*** Block opens ***

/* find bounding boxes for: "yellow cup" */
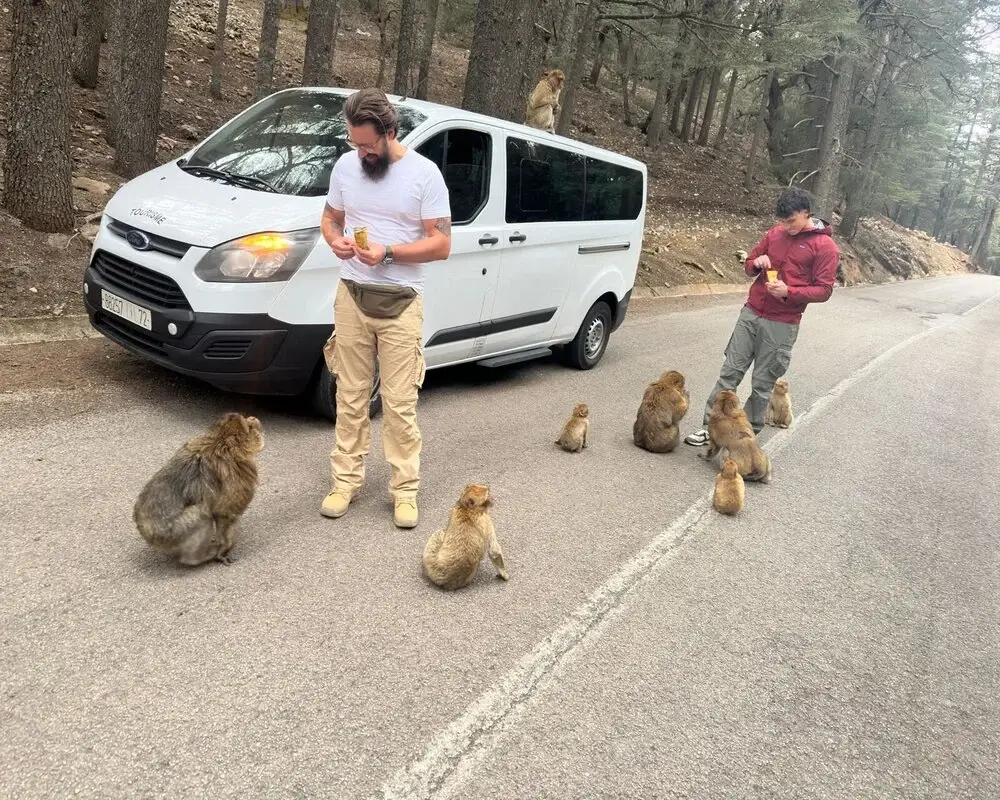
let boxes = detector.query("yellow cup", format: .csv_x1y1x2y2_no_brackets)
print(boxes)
766,269,778,283
354,226,369,250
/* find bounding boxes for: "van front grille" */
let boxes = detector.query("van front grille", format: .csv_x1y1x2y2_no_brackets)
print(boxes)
92,250,191,310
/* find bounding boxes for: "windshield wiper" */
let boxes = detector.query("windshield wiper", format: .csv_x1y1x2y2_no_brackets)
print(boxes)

*** Block closes ***

What the task asks: Go through the material above and count the lines that contain "find"; give that number alone.

Answer to the problem: 3